▶ TASK OBJECTIVE
What follows is a set of entries. Give them again exactly, without the pictures.

Collected data entries
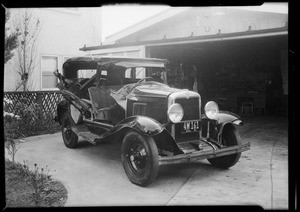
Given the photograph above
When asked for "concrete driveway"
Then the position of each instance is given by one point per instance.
(94, 175)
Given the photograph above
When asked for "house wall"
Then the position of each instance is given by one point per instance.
(62, 33)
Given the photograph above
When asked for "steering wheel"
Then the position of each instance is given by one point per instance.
(140, 81)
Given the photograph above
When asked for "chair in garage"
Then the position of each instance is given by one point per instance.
(247, 107)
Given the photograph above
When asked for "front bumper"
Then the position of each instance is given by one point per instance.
(201, 155)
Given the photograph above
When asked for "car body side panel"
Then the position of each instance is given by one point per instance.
(146, 126)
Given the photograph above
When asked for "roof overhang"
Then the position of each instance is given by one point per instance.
(127, 62)
(198, 39)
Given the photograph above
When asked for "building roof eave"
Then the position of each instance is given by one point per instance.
(193, 39)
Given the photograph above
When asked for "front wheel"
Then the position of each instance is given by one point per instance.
(230, 137)
(69, 136)
(140, 158)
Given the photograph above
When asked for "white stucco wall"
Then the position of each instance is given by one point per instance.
(63, 32)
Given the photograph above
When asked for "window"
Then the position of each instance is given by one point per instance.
(138, 73)
(86, 73)
(48, 65)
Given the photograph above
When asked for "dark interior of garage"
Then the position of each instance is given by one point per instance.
(242, 76)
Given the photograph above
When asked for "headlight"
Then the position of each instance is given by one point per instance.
(211, 109)
(175, 113)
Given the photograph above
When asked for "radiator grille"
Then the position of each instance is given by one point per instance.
(190, 108)
(139, 109)
(191, 112)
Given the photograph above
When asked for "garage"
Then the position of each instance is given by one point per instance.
(236, 57)
(242, 75)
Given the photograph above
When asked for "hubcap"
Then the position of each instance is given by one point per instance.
(137, 156)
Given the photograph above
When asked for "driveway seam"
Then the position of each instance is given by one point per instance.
(181, 187)
(271, 175)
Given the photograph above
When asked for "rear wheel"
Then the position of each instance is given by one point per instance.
(230, 137)
(139, 158)
(69, 136)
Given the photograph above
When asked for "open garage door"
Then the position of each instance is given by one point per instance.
(234, 72)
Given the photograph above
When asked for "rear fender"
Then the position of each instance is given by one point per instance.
(62, 107)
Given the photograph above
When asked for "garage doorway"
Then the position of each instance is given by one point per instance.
(231, 72)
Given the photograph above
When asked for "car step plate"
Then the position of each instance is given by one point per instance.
(83, 132)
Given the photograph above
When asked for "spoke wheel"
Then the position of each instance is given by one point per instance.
(139, 158)
(230, 137)
(69, 136)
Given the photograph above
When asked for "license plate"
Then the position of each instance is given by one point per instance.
(190, 126)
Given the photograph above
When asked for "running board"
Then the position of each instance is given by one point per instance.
(84, 132)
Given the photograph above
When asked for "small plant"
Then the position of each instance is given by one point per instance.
(38, 179)
(28, 119)
(32, 187)
(12, 146)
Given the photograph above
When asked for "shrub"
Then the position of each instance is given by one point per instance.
(28, 119)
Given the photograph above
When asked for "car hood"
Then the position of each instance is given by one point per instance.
(154, 89)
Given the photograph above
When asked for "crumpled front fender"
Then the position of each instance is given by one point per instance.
(217, 125)
(146, 125)
(228, 117)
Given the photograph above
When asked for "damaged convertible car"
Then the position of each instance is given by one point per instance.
(128, 99)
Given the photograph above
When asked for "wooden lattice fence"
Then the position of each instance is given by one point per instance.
(47, 99)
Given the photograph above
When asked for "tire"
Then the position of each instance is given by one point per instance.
(140, 158)
(70, 138)
(230, 137)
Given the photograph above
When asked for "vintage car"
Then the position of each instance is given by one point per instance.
(128, 99)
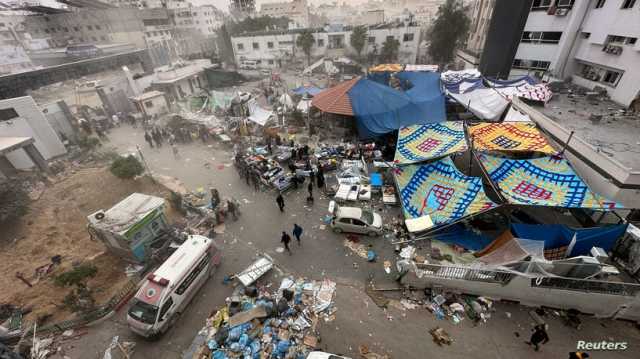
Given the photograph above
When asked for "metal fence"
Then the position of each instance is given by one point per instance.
(465, 273)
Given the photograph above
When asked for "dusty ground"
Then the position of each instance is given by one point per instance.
(56, 225)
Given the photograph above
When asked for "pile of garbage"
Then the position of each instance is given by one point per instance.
(258, 324)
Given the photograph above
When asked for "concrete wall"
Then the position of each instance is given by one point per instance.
(30, 123)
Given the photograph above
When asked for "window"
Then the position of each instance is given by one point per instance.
(611, 77)
(191, 277)
(165, 307)
(8, 114)
(628, 4)
(540, 5)
(537, 37)
(565, 4)
(531, 64)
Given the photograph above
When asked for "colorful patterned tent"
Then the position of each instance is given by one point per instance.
(507, 136)
(424, 142)
(546, 181)
(439, 190)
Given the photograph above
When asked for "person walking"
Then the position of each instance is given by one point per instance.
(147, 137)
(285, 240)
(297, 232)
(280, 202)
(539, 336)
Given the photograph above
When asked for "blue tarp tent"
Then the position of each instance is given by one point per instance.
(380, 109)
(311, 90)
(425, 92)
(558, 235)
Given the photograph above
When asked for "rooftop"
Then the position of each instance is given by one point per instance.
(9, 144)
(616, 134)
(148, 95)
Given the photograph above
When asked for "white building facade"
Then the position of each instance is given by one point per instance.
(274, 49)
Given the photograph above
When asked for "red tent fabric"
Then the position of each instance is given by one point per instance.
(335, 99)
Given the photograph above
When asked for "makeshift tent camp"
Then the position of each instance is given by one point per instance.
(510, 137)
(386, 68)
(440, 191)
(546, 181)
(525, 87)
(424, 142)
(464, 237)
(380, 109)
(311, 90)
(485, 103)
(425, 92)
(559, 236)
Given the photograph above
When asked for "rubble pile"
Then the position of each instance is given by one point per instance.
(258, 324)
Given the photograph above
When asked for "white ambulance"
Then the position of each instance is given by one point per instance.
(166, 292)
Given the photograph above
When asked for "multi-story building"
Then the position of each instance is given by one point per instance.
(275, 48)
(595, 43)
(13, 42)
(296, 10)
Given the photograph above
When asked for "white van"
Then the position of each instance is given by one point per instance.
(166, 292)
(249, 65)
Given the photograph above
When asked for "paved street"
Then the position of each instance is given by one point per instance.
(399, 333)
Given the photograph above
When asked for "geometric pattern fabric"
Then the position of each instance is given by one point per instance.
(509, 136)
(546, 181)
(424, 142)
(439, 190)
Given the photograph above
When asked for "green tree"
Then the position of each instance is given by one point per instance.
(448, 32)
(224, 45)
(305, 42)
(358, 39)
(126, 167)
(389, 52)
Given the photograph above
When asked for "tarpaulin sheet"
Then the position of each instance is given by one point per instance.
(425, 92)
(524, 87)
(311, 90)
(485, 103)
(379, 109)
(546, 181)
(558, 235)
(439, 190)
(386, 68)
(424, 142)
(509, 137)
(460, 235)
(257, 114)
(514, 115)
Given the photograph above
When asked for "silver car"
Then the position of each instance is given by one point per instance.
(355, 220)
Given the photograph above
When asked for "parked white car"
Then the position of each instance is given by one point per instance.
(355, 220)
(323, 355)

▶ RESULT
Given the photograph above
When asked for "concrete driveway"
Then the position of each instance is given by one point per instance.
(94, 175)
Given the photograph above
When asked for "house wall"
Then the position of each instance is given by one point per instance.
(62, 33)
Given the photograph above
When asked for "steering wheel"
Then the position of each instance is given by one point per instance.
(140, 81)
Given the photograph above
When asked for "chair in garage"
Then the position of each instance is given by one point per instance.
(247, 107)
Given the photograph above
When asked for "front bumper"
Then the position of each instance is given by one point per instance.
(201, 155)
Given the photograph above
When asked for "car body side panel"
Then the position of each instance is given by one point per instance.
(146, 126)
Given the photograph above
When asked for "roof overhang"
Then the position of each instance is given by one point per instance.
(127, 62)
(198, 39)
Given the photograph above
When asked for "building roof eave"
Then the position of each instance is given by one point per instance.
(193, 39)
Given the photograph above
When asked for "front wheel"
Then the position of each instance is given by one point per instance.
(230, 137)
(69, 136)
(140, 158)
Given the photograph above
When asked for "white stucco wall"
Then the position of each instance is given by one point per instance.
(63, 32)
Given the photograph above
When asked for "window"
Then the position of each instance is given by one point per instance.
(138, 73)
(86, 73)
(48, 65)
Given the photograph above
When asked for "dark interior of garage"
Then the position of each instance is given by one point per instance.
(242, 76)
Given the photograph above
When asked for "headlight"
Then the position of each instance is given by one point per instance.
(211, 109)
(175, 113)
Given the photograph above
When asked for "radiator grille"
Then the position of each instance is given by one point per instance.
(190, 108)
(139, 109)
(191, 112)
Given the photograph above
When asked for "garage"
Then the position of each instance is given by one point per instance.
(236, 57)
(242, 75)
Given the photograph above
When asked for "hubcap"
Then the position of each instance is given by one point per instance.
(137, 156)
Given the photograph above
When asked for "driveway seam"
Then the position of each instance is given by one point per instance.
(181, 187)
(271, 175)
Given the photograph above
When asked for "rear wheel"
Then the position of each instance is given by one point per instance.
(230, 137)
(139, 158)
(69, 136)
Given the photograph above
When asked for "open garage door"
Then the position of each instance is given by one point per instance.
(234, 72)
Given the photograph above
When asked for "rear fender"
Then the position of each instance is given by one point per instance.
(62, 107)
Given the photograph above
When asked for "garage doorway"
Then the position of each instance is given by one point per instance.
(231, 72)
Given the photograph above
When asked for "car step plate"
Then the position of each instance is given by one point per instance.
(83, 132)
Given the photograph above
When asked for "spoke wheel"
Then the position of each instance is given by one point per instance.
(139, 158)
(230, 137)
(69, 136)
Given the photograph above
When asked for "license plate"
Then the position of each instance is given by one point per instance.
(190, 126)
Given the photograph above
When asked for "running board"
Then the position of each instance is given by one point per instance.
(84, 132)
Given the photograph above
When asked for "small plant"
Then the position of each instance is given by one point per instance.
(38, 179)
(28, 119)
(32, 187)
(12, 146)
Given the photograph above
When asked for "shrub"
Then the position of each instance is given by one point per instance.
(28, 119)
Given the photograph above
When asked for "car hood"
Then the position of each instance is given by one point per instance.
(154, 89)
Given the photograph above
When asked for "crumpled front fender"
Then the position of each instance is given by one point per instance.
(217, 125)
(146, 125)
(228, 117)
Given the photograph above
When asked for "damaged convertible car"
Then the position of each instance is given by one point per instance.
(128, 99)
Given the photograph above
When asked for "wooden lattice fence"
Then the position of each instance is given by one point per instance.
(47, 99)
Given the photograph above
When asked for "tire"
Then the position of each instance is given by one point per instance.
(140, 158)
(70, 138)
(230, 137)
Given the photograph above
When asked for "vintage car"
Then the position of each instance is given by one point per instance.
(128, 99)
Given the photograph above
When asked for "metal fence"
Then the position of each instance is given by one point per instance.
(465, 273)
Given the photograph above
When asked for "dusty ground"
Then the position of each instance is given by one point per instance.
(56, 225)
Given the photograph above
When asked for "pile of garbage"
Then the position of each instance is given by one point per instance.
(258, 324)
Given the photograph above
When asked for "concrete wall"
Then the position of each instance is given by one point per instance.
(30, 123)
Given the photograph above
When asked for "window"
Then the position of each instance is given by one point per instance.
(611, 77)
(191, 277)
(165, 307)
(8, 114)
(628, 4)
(540, 5)
(537, 37)
(565, 4)
(531, 64)
Given the photograph above
When asked for "colorful patterned tent"
Then the position of each instance is given by one point per instance.
(507, 136)
(424, 142)
(546, 181)
(439, 190)
Given the photograph above
When asked for "person walking"
Then the position of each instance is given by one point per instance.
(147, 137)
(285, 240)
(297, 232)
(280, 202)
(539, 336)
Given the photograph above
When asked for "blue tarp tent"
Then the position of each instance is given by one point per instance.
(380, 109)
(311, 90)
(425, 92)
(558, 235)
Given the photograph above
When asked for "rooftop"
Then the position of each instance is given by one point per instance.
(9, 144)
(616, 134)
(148, 95)
Given the photograph above
When asked for "white building facade"
Then the position of each instance is given by one point per instance.
(274, 49)
Given the photograph above
When asked for "red tent fabric"
Then the position of each instance is given by one point per instance.
(335, 99)
Given the photograph above
When asked for "makeshift tent camp"
Then the position of each instance is given by one point per instance.
(510, 137)
(386, 68)
(440, 191)
(546, 181)
(525, 87)
(424, 142)
(464, 237)
(380, 109)
(311, 90)
(485, 103)
(425, 92)
(559, 236)
Given the photograph above
When asked for "rubble pile"
Then the position of each instance is given by one point per instance.
(258, 324)
Given the photograph above
When asked for "white ambulance"
Then the position of each instance is given by one point per instance.
(166, 292)
Given the photograph above
When asked for "multi-story building"
Then the position of each instance is given by one point per instance.
(275, 48)
(595, 43)
(13, 42)
(296, 10)
Given the photograph above
When asked for "white van"
Then the position of each instance is given by one point per instance.
(166, 292)
(249, 65)
Given the photograph above
When asked for "paved street"
Then the position of each instance is given by one point per instance.
(399, 333)
Given the photograph above
When asked for "geometric pattern fabric"
Then the position of each instance is given by one point per instance.
(509, 136)
(546, 181)
(424, 142)
(439, 190)
Given the photograph above
When asked for "green tree"
Then the position of each instance is given by one point per instance.
(448, 32)
(224, 45)
(305, 42)
(358, 39)
(126, 167)
(389, 52)
Given the photograph above
When asked for "tarpaulin sheet"
Then the position of each instance is given by one point per instance.
(425, 92)
(524, 87)
(311, 90)
(485, 103)
(379, 109)
(546, 181)
(558, 235)
(439, 190)
(386, 68)
(424, 142)
(509, 137)
(460, 235)
(257, 114)
(514, 115)
Given the photograph above
When asked for "silver car"
Then the position of each instance is given by one point per instance.
(355, 220)
Given the photograph above
When asked for "parked white car"
Then the position of each instance is given by one point per instance.
(355, 220)
(323, 355)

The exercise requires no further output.